— BEGIN Selected text —

A person reading at a table, highlighted in a shaft of light.

This week, we’re exploring a set of reads that may at first appear unrelated, but are actually deeply connected, as we wander from Hillary Clinton selfies to the normalisation of far-right culture in the United States, stopping at school shooters and identity politics and how abuse becomes part of the landscape. You can read these pieces in any order, but we encourage you to read them all — and to find the common thread that runs through them.

The Hillary Clinton Selfie as Political Salve, or Weapon‘ (Amanda Hess for the New York Times)

Post-election Hillary Clinton sightings have abounded, complete with photographic evidence. The proliferation of Hillary selfies — both during and after the election — speak to fascinating cultural trends in American society. Amanda Hess explores the inner meaning of what some might dismiss as a facile millennial phenomenon.

There is a larger Democratic fantasy being enacted here. The smiley sightings project an idea of enclaves — perhaps deep in the woods of Chappaqua, or in the stacks of an indie bookstore — where the fear and depression felt by many after the election does not loom. The Huffington Post called it a “peaceful alternate universe.” If the woman who bested Mr. Trump as a debater, and in the popular vote, can put on a brave face and head out on a brisk hike, these selfies say, then perhaps there is hope for her supporters, too. One woman who encountered Mrs. Clinton in the woods tagged her selfie with the hashtag #lightfollowsdarkness.

— END Selected text —

▶ **Goal**: From the reading list, output the passage starting with "This week, we’re" and going on through "runs through them.", copied word for word. The entries have nothing to do with this.

— BEGIN Data provided —

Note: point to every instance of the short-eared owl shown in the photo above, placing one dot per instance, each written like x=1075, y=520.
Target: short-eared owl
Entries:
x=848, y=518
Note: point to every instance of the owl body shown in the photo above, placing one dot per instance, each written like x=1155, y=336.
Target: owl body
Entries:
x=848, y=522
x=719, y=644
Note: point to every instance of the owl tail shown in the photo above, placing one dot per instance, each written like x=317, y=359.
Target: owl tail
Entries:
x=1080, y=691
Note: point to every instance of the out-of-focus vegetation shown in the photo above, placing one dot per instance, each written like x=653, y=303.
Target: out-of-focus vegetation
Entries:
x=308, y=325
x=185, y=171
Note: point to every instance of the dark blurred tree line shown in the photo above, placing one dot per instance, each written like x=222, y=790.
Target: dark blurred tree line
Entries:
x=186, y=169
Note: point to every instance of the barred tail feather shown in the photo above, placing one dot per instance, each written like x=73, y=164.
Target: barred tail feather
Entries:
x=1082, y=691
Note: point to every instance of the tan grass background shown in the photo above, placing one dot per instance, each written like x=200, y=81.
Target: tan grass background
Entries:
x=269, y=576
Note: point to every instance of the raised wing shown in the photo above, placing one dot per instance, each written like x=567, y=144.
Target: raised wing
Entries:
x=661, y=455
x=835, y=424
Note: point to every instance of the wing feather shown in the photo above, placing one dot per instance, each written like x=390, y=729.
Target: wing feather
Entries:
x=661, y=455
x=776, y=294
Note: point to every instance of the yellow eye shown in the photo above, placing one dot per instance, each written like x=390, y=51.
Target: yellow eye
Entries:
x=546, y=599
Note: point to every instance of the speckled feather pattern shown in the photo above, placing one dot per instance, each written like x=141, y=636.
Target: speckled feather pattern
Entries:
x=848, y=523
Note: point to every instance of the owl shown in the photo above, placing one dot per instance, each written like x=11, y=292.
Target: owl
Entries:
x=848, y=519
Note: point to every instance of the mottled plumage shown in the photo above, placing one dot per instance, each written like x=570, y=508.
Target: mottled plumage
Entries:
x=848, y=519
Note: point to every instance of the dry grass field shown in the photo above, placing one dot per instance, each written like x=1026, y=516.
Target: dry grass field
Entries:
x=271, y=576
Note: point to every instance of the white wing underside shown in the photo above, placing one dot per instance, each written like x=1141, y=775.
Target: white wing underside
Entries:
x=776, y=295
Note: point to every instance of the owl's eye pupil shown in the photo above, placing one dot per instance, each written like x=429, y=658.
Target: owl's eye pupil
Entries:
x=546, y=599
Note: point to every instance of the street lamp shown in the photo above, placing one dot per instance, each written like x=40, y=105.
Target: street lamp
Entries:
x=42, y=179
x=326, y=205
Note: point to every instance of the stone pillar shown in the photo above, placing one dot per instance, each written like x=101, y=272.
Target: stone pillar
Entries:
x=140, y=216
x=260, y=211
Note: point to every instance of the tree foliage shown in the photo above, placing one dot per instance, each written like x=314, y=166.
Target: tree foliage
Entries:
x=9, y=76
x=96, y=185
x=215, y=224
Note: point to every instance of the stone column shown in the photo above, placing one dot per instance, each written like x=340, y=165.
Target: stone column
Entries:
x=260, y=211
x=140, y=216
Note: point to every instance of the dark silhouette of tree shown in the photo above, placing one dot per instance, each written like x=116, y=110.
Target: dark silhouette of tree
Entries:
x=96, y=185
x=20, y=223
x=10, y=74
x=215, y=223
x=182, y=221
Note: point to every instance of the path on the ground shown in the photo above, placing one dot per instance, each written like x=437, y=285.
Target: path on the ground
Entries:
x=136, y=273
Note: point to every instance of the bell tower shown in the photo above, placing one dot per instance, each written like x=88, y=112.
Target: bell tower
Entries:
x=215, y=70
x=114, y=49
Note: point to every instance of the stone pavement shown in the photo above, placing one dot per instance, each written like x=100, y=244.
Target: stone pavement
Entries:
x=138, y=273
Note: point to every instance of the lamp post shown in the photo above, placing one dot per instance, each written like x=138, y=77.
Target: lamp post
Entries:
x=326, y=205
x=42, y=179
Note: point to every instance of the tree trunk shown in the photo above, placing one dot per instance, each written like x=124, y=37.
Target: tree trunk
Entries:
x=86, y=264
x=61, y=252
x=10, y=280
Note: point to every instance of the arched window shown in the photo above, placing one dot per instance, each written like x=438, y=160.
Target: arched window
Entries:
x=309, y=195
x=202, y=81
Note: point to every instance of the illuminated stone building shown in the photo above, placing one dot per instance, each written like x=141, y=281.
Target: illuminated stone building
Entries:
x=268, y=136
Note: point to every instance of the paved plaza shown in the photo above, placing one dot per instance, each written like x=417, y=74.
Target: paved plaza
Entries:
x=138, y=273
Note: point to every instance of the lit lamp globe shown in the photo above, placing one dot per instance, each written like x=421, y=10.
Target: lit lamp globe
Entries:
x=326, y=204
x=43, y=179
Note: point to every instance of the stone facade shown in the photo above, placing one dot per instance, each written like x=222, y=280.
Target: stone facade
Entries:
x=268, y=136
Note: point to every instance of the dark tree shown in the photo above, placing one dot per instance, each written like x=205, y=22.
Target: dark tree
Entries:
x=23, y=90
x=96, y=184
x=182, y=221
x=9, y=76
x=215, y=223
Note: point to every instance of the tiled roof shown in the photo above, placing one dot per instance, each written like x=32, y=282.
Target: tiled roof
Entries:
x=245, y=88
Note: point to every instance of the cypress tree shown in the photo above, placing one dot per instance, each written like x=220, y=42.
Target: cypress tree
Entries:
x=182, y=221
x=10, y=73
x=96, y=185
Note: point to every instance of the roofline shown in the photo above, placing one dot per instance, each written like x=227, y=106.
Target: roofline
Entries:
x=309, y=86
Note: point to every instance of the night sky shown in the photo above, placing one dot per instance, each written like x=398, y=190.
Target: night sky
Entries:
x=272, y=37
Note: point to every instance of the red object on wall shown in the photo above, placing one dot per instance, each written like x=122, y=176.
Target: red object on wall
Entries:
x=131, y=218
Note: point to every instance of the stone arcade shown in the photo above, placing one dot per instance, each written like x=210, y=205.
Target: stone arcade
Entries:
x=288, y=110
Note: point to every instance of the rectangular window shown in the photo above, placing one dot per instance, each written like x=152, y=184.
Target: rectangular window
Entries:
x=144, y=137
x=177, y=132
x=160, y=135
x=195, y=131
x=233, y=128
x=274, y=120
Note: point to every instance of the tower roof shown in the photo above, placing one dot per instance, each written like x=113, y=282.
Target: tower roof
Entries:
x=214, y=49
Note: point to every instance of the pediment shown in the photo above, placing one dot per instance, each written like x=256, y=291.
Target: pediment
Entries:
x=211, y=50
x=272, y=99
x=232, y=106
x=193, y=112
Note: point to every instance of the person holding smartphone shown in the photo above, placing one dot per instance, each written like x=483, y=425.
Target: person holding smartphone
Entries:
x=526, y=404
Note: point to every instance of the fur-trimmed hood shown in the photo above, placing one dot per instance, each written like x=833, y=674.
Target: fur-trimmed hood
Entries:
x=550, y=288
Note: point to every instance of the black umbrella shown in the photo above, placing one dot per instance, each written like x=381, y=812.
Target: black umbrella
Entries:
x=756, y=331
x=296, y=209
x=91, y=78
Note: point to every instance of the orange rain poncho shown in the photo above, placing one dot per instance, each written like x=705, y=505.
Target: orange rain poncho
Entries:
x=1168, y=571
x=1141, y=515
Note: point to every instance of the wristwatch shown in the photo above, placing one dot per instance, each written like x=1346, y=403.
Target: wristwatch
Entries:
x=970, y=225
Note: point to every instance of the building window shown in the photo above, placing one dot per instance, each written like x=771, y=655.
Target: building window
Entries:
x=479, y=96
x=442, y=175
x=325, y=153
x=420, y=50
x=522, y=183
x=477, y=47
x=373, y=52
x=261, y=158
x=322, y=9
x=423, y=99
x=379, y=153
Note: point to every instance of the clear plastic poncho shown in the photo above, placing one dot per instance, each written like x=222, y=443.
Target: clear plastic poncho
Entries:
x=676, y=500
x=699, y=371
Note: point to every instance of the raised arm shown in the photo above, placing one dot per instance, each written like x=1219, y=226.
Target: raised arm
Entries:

— END Data provided —

▶ **Output**:
This week, we’re exploring a set of reads that may at first appear unrelated, but are actually deeply connected, as we wander from Hillary Clinton selfies to the normalisation of far-right culture in the United States, stopping at school shooters and identity politics and how abuse becomes part of the landscape. You can read these pieces in any order, but we encourage you to read them all — and to find the common thread that runs through them.